## Data to examine
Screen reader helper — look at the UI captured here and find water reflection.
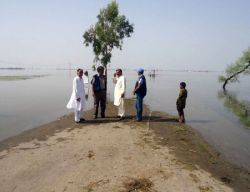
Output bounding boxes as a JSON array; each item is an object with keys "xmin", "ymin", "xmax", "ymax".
[{"xmin": 218, "ymin": 90, "xmax": 250, "ymax": 128}]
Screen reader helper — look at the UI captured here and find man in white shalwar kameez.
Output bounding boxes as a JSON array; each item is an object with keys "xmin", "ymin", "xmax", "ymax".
[
  {"xmin": 66, "ymin": 69, "xmax": 86, "ymax": 123},
  {"xmin": 113, "ymin": 69, "xmax": 126, "ymax": 120}
]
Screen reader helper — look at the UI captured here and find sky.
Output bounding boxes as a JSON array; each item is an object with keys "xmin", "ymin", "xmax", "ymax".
[{"xmin": 0, "ymin": 0, "xmax": 250, "ymax": 70}]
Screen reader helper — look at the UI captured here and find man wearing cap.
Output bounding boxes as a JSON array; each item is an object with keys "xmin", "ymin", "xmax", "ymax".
[
  {"xmin": 133, "ymin": 68, "xmax": 147, "ymax": 121},
  {"xmin": 91, "ymin": 66, "xmax": 107, "ymax": 119}
]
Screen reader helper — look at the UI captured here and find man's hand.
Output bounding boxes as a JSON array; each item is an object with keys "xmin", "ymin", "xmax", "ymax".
[
  {"xmin": 133, "ymin": 90, "xmax": 135, "ymax": 95},
  {"xmin": 121, "ymin": 93, "xmax": 125, "ymax": 98},
  {"xmin": 92, "ymin": 92, "xmax": 95, "ymax": 97},
  {"xmin": 77, "ymin": 98, "xmax": 81, "ymax": 102},
  {"xmin": 113, "ymin": 73, "xmax": 116, "ymax": 77}
]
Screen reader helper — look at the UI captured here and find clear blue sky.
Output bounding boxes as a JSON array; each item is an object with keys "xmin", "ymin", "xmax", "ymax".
[{"xmin": 0, "ymin": 0, "xmax": 250, "ymax": 70}]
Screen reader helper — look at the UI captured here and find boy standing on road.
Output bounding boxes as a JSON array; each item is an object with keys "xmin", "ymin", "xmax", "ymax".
[{"xmin": 176, "ymin": 82, "xmax": 188, "ymax": 123}]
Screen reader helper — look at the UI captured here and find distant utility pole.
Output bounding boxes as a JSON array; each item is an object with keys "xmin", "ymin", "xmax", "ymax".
[{"xmin": 68, "ymin": 62, "xmax": 71, "ymax": 71}]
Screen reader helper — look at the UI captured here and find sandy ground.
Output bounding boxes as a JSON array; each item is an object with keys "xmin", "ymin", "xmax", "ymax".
[{"xmin": 0, "ymin": 100, "xmax": 249, "ymax": 192}]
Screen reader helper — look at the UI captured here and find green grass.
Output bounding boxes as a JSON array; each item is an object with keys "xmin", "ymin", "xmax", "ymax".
[{"xmin": 0, "ymin": 75, "xmax": 46, "ymax": 81}]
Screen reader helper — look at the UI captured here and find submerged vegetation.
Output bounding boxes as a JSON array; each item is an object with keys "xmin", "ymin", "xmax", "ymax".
[
  {"xmin": 219, "ymin": 47, "xmax": 250, "ymax": 90},
  {"xmin": 0, "ymin": 75, "xmax": 46, "ymax": 81},
  {"xmin": 218, "ymin": 90, "xmax": 250, "ymax": 128}
]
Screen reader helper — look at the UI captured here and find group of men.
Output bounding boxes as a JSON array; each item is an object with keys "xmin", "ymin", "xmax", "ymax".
[{"xmin": 66, "ymin": 66, "xmax": 147, "ymax": 123}]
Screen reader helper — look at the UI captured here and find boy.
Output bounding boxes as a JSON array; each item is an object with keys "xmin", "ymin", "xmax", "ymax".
[{"xmin": 176, "ymin": 82, "xmax": 188, "ymax": 123}]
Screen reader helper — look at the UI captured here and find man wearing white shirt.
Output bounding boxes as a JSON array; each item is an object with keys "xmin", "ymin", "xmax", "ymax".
[
  {"xmin": 66, "ymin": 69, "xmax": 86, "ymax": 123},
  {"xmin": 113, "ymin": 69, "xmax": 126, "ymax": 120}
]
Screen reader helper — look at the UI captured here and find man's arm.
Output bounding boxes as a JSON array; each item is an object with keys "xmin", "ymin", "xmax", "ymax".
[
  {"xmin": 133, "ymin": 84, "xmax": 140, "ymax": 95},
  {"xmin": 121, "ymin": 77, "xmax": 126, "ymax": 97},
  {"xmin": 113, "ymin": 72, "xmax": 117, "ymax": 84},
  {"xmin": 73, "ymin": 78, "xmax": 81, "ymax": 101},
  {"xmin": 133, "ymin": 77, "xmax": 143, "ymax": 95},
  {"xmin": 133, "ymin": 80, "xmax": 141, "ymax": 95},
  {"xmin": 113, "ymin": 77, "xmax": 117, "ymax": 84},
  {"xmin": 91, "ymin": 77, "xmax": 95, "ymax": 97}
]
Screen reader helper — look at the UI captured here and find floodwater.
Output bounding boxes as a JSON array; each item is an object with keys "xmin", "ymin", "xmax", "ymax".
[{"xmin": 0, "ymin": 69, "xmax": 250, "ymax": 171}]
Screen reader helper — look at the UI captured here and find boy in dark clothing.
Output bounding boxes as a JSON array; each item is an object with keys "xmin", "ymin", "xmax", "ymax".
[
  {"xmin": 176, "ymin": 82, "xmax": 188, "ymax": 123},
  {"xmin": 91, "ymin": 66, "xmax": 107, "ymax": 119}
]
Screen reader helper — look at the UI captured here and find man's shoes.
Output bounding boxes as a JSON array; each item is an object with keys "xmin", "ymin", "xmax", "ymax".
[
  {"xmin": 116, "ymin": 115, "xmax": 121, "ymax": 118},
  {"xmin": 101, "ymin": 114, "xmax": 105, "ymax": 118},
  {"xmin": 119, "ymin": 116, "xmax": 125, "ymax": 121},
  {"xmin": 75, "ymin": 118, "xmax": 85, "ymax": 124}
]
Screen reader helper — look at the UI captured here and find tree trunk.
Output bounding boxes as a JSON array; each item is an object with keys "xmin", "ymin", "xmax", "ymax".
[
  {"xmin": 223, "ymin": 61, "xmax": 250, "ymax": 90},
  {"xmin": 104, "ymin": 65, "xmax": 108, "ymax": 100},
  {"xmin": 222, "ymin": 79, "xmax": 228, "ymax": 90}
]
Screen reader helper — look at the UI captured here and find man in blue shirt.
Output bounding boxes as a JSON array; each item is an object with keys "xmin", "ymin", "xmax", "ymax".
[{"xmin": 133, "ymin": 68, "xmax": 147, "ymax": 121}]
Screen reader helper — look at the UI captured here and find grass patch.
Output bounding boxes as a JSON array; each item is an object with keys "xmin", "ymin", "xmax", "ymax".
[
  {"xmin": 122, "ymin": 177, "xmax": 156, "ymax": 192},
  {"xmin": 0, "ymin": 75, "xmax": 46, "ymax": 81}
]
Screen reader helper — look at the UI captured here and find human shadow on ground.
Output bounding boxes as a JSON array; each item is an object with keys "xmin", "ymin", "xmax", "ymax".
[
  {"xmin": 80, "ymin": 115, "xmax": 178, "ymax": 124},
  {"xmin": 186, "ymin": 120, "xmax": 216, "ymax": 124}
]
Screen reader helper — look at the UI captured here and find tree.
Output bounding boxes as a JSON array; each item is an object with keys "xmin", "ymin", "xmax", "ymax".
[
  {"xmin": 83, "ymin": 1, "xmax": 134, "ymax": 75},
  {"xmin": 219, "ymin": 47, "xmax": 250, "ymax": 90}
]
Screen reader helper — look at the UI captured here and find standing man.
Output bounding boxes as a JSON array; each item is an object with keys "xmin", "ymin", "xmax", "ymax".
[
  {"xmin": 133, "ymin": 68, "xmax": 147, "ymax": 122},
  {"xmin": 91, "ymin": 66, "xmax": 107, "ymax": 119},
  {"xmin": 66, "ymin": 68, "xmax": 86, "ymax": 123},
  {"xmin": 83, "ymin": 70, "xmax": 89, "ymax": 100},
  {"xmin": 113, "ymin": 68, "xmax": 126, "ymax": 120}
]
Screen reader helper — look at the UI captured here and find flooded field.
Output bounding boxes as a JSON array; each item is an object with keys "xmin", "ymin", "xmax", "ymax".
[{"xmin": 0, "ymin": 68, "xmax": 250, "ymax": 170}]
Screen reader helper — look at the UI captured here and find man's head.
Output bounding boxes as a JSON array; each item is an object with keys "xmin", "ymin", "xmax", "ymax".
[
  {"xmin": 77, "ymin": 68, "xmax": 83, "ymax": 77},
  {"xmin": 180, "ymin": 82, "xmax": 186, "ymax": 89},
  {"xmin": 97, "ymin": 66, "xmax": 104, "ymax": 75},
  {"xmin": 115, "ymin": 68, "xmax": 122, "ymax": 77},
  {"xmin": 137, "ymin": 68, "xmax": 144, "ymax": 75},
  {"xmin": 84, "ymin": 70, "xmax": 88, "ymax": 76}
]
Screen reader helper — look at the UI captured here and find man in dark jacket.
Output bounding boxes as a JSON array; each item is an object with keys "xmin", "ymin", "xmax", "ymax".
[
  {"xmin": 133, "ymin": 68, "xmax": 147, "ymax": 121},
  {"xmin": 91, "ymin": 66, "xmax": 107, "ymax": 119}
]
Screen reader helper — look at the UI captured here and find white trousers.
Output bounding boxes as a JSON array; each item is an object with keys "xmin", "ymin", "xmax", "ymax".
[
  {"xmin": 75, "ymin": 110, "xmax": 82, "ymax": 122},
  {"xmin": 118, "ymin": 98, "xmax": 125, "ymax": 117}
]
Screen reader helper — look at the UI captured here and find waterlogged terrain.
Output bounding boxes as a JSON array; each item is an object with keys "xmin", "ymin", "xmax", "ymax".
[{"xmin": 0, "ymin": 69, "xmax": 250, "ymax": 171}]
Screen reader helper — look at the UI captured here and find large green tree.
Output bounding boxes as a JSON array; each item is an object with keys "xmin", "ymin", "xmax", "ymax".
[
  {"xmin": 219, "ymin": 47, "xmax": 250, "ymax": 90},
  {"xmin": 83, "ymin": 1, "xmax": 134, "ymax": 74}
]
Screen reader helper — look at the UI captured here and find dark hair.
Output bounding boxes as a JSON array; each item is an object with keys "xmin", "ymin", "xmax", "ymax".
[
  {"xmin": 180, "ymin": 82, "xmax": 186, "ymax": 88},
  {"xmin": 97, "ymin": 66, "xmax": 104, "ymax": 72},
  {"xmin": 116, "ymin": 68, "xmax": 122, "ymax": 73},
  {"xmin": 77, "ymin": 68, "xmax": 83, "ymax": 73}
]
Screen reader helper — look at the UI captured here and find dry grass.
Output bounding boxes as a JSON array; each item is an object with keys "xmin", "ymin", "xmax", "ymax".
[
  {"xmin": 122, "ymin": 177, "xmax": 156, "ymax": 192},
  {"xmin": 87, "ymin": 150, "xmax": 95, "ymax": 159}
]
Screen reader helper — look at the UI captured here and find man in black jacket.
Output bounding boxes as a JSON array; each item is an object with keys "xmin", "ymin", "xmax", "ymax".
[{"xmin": 91, "ymin": 66, "xmax": 107, "ymax": 119}]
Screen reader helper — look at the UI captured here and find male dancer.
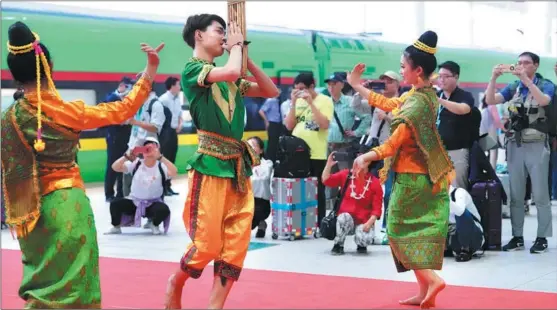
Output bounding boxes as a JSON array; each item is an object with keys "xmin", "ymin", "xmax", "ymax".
[{"xmin": 164, "ymin": 14, "xmax": 279, "ymax": 309}]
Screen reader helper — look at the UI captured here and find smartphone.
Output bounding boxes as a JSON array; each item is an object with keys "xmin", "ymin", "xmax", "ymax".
[
  {"xmin": 132, "ymin": 145, "xmax": 151, "ymax": 155},
  {"xmin": 500, "ymin": 64, "xmax": 516, "ymax": 73},
  {"xmin": 332, "ymin": 151, "xmax": 351, "ymax": 162}
]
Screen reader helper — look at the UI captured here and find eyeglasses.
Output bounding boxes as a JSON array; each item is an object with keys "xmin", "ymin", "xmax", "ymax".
[{"xmin": 438, "ymin": 75, "xmax": 454, "ymax": 80}]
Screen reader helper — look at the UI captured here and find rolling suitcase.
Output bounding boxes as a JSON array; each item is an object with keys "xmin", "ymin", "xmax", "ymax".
[
  {"xmin": 470, "ymin": 180, "xmax": 502, "ymax": 251},
  {"xmin": 270, "ymin": 177, "xmax": 319, "ymax": 241}
]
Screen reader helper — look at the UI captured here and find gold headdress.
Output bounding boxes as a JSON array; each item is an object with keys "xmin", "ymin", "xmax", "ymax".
[
  {"xmin": 413, "ymin": 39, "xmax": 437, "ymax": 55},
  {"xmin": 7, "ymin": 31, "xmax": 60, "ymax": 152}
]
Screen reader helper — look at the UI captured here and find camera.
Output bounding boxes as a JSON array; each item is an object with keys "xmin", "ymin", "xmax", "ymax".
[
  {"xmin": 506, "ymin": 110, "xmax": 529, "ymax": 133},
  {"xmin": 333, "ymin": 137, "xmax": 382, "ymax": 174},
  {"xmin": 364, "ymin": 80, "xmax": 386, "ymax": 92}
]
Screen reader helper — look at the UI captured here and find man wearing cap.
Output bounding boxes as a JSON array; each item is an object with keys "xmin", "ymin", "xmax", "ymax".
[
  {"xmin": 326, "ymin": 72, "xmax": 371, "ymax": 155},
  {"xmin": 103, "ymin": 77, "xmax": 135, "ymax": 202},
  {"xmin": 351, "ymin": 70, "xmax": 401, "ymax": 245},
  {"xmin": 436, "ymin": 61, "xmax": 476, "ymax": 189}
]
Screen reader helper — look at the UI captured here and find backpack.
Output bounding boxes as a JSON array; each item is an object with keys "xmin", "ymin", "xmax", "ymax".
[
  {"xmin": 273, "ymin": 135, "xmax": 312, "ymax": 178},
  {"xmin": 146, "ymin": 97, "xmax": 173, "ymax": 143},
  {"xmin": 131, "ymin": 160, "xmax": 167, "ymax": 200},
  {"xmin": 506, "ymin": 75, "xmax": 557, "ymax": 137},
  {"xmin": 468, "ymin": 106, "xmax": 482, "ymax": 146}
]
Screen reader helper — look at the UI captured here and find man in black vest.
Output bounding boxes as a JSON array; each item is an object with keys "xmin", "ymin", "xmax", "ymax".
[{"xmin": 436, "ymin": 61, "xmax": 476, "ymax": 189}]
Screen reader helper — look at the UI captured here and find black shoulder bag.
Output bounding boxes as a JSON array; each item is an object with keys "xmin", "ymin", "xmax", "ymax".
[{"xmin": 320, "ymin": 171, "xmax": 352, "ymax": 240}]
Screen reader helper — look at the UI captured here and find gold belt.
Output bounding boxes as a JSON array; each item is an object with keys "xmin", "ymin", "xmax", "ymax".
[{"xmin": 197, "ymin": 130, "xmax": 260, "ymax": 193}]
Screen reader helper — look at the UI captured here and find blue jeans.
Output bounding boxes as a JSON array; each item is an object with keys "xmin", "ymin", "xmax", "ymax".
[{"xmin": 381, "ymin": 169, "xmax": 394, "ymax": 230}]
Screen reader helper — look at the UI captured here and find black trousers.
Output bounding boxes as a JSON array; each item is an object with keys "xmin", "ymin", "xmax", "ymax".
[
  {"xmin": 104, "ymin": 139, "xmax": 126, "ymax": 199},
  {"xmin": 110, "ymin": 198, "xmax": 170, "ymax": 227},
  {"xmin": 310, "ymin": 159, "xmax": 327, "ymax": 225},
  {"xmin": 265, "ymin": 122, "xmax": 282, "ymax": 163},
  {"xmin": 252, "ymin": 198, "xmax": 271, "ymax": 230},
  {"xmin": 162, "ymin": 130, "xmax": 178, "ymax": 189}
]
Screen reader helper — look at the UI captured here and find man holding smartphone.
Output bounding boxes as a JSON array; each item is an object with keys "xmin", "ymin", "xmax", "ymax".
[{"xmin": 284, "ymin": 72, "xmax": 334, "ymax": 227}]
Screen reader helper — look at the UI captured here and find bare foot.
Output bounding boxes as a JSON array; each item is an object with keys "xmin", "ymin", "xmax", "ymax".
[
  {"xmin": 420, "ymin": 278, "xmax": 446, "ymax": 309},
  {"xmin": 164, "ymin": 274, "xmax": 183, "ymax": 309},
  {"xmin": 399, "ymin": 295, "xmax": 425, "ymax": 305}
]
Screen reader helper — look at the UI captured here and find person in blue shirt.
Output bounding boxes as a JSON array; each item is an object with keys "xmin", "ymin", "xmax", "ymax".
[
  {"xmin": 104, "ymin": 77, "xmax": 135, "ymax": 202},
  {"xmin": 484, "ymin": 51, "xmax": 555, "ymax": 254}
]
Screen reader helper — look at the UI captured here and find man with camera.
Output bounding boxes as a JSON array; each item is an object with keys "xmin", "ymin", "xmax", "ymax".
[
  {"xmin": 484, "ymin": 52, "xmax": 555, "ymax": 254},
  {"xmin": 436, "ymin": 61, "xmax": 477, "ymax": 189}
]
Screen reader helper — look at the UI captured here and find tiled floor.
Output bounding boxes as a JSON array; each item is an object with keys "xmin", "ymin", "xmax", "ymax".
[{"xmin": 2, "ymin": 176, "xmax": 556, "ymax": 294}]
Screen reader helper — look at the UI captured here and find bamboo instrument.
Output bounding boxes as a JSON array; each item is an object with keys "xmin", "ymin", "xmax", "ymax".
[{"xmin": 227, "ymin": 0, "xmax": 248, "ymax": 77}]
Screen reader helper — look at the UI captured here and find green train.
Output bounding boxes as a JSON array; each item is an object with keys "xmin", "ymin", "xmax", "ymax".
[{"xmin": 2, "ymin": 6, "xmax": 556, "ymax": 183}]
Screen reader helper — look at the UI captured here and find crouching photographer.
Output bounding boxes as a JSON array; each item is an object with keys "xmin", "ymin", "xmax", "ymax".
[
  {"xmin": 445, "ymin": 185, "xmax": 485, "ymax": 262},
  {"xmin": 105, "ymin": 137, "xmax": 177, "ymax": 235},
  {"xmin": 321, "ymin": 147, "xmax": 383, "ymax": 255}
]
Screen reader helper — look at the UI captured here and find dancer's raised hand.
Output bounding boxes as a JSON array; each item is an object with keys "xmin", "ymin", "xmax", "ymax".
[
  {"xmin": 347, "ymin": 63, "xmax": 366, "ymax": 88},
  {"xmin": 140, "ymin": 42, "xmax": 165, "ymax": 66}
]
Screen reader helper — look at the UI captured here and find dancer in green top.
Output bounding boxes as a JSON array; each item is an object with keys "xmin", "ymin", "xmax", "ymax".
[{"xmin": 164, "ymin": 14, "xmax": 279, "ymax": 309}]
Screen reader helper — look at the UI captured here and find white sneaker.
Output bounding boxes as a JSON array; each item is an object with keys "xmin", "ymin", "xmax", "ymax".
[
  {"xmin": 104, "ymin": 227, "xmax": 122, "ymax": 235},
  {"xmin": 143, "ymin": 220, "xmax": 153, "ymax": 229},
  {"xmin": 151, "ymin": 225, "xmax": 162, "ymax": 235}
]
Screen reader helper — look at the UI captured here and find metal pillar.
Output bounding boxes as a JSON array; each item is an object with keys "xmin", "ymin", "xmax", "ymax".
[{"xmin": 415, "ymin": 1, "xmax": 425, "ymax": 39}]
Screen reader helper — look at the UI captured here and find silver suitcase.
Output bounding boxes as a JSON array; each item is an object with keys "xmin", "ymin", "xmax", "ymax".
[{"xmin": 270, "ymin": 177, "xmax": 319, "ymax": 241}]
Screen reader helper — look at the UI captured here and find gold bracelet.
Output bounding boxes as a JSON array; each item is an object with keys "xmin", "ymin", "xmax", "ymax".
[{"xmin": 141, "ymin": 71, "xmax": 153, "ymax": 82}]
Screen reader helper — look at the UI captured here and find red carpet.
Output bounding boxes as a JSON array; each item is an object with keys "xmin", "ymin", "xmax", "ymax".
[{"xmin": 2, "ymin": 249, "xmax": 556, "ymax": 309}]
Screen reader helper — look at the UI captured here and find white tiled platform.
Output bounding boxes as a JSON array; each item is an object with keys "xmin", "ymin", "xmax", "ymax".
[{"xmin": 2, "ymin": 176, "xmax": 557, "ymax": 294}]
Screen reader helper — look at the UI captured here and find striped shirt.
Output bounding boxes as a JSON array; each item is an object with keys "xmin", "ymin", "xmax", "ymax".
[{"xmin": 327, "ymin": 95, "xmax": 371, "ymax": 143}]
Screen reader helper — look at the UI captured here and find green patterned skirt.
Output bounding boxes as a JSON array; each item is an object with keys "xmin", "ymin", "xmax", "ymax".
[
  {"xmin": 387, "ymin": 173, "xmax": 449, "ymax": 273},
  {"xmin": 17, "ymin": 188, "xmax": 101, "ymax": 309}
]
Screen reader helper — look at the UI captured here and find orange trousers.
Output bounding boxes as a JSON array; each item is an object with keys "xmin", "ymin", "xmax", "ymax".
[{"xmin": 180, "ymin": 170, "xmax": 254, "ymax": 281}]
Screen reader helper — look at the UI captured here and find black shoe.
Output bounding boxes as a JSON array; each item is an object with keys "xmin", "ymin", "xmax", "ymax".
[
  {"xmin": 331, "ymin": 244, "xmax": 344, "ymax": 255},
  {"xmin": 170, "ymin": 189, "xmax": 179, "ymax": 196},
  {"xmin": 164, "ymin": 190, "xmax": 173, "ymax": 197},
  {"xmin": 105, "ymin": 196, "xmax": 115, "ymax": 203},
  {"xmin": 502, "ymin": 236, "xmax": 525, "ymax": 251},
  {"xmin": 530, "ymin": 238, "xmax": 548, "ymax": 254},
  {"xmin": 455, "ymin": 250, "xmax": 473, "ymax": 262},
  {"xmin": 255, "ymin": 229, "xmax": 266, "ymax": 238},
  {"xmin": 356, "ymin": 246, "xmax": 367, "ymax": 254}
]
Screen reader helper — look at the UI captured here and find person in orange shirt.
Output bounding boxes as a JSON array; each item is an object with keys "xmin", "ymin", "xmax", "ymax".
[
  {"xmin": 347, "ymin": 30, "xmax": 454, "ymax": 309},
  {"xmin": 1, "ymin": 21, "xmax": 164, "ymax": 309}
]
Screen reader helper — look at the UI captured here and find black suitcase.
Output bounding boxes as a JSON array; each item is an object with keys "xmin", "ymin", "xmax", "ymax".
[{"xmin": 469, "ymin": 180, "xmax": 502, "ymax": 251}]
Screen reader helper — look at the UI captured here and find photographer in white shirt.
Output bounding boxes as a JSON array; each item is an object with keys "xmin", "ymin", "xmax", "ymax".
[{"xmin": 105, "ymin": 137, "xmax": 177, "ymax": 235}]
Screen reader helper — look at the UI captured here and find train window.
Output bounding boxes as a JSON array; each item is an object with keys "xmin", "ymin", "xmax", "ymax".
[
  {"xmin": 330, "ymin": 39, "xmax": 342, "ymax": 49},
  {"xmin": 354, "ymin": 40, "xmax": 366, "ymax": 51},
  {"xmin": 1, "ymin": 88, "xmax": 17, "ymax": 112},
  {"xmin": 341, "ymin": 40, "xmax": 353, "ymax": 49}
]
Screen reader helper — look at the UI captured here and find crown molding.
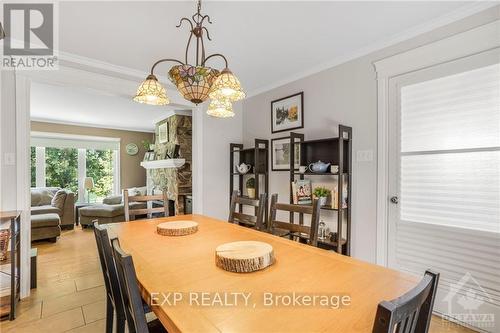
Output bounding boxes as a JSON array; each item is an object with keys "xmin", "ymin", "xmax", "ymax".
[
  {"xmin": 152, "ymin": 109, "xmax": 192, "ymax": 125},
  {"xmin": 31, "ymin": 118, "xmax": 156, "ymax": 133},
  {"xmin": 57, "ymin": 50, "xmax": 174, "ymax": 87},
  {"xmin": 245, "ymin": 2, "xmax": 499, "ymax": 98},
  {"xmin": 5, "ymin": 37, "xmax": 176, "ymax": 89}
]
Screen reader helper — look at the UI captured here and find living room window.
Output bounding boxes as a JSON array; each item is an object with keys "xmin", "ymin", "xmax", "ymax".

## Work required
If a line of the records holds the word "orange", count it; report only the total.

## Completed exercise
2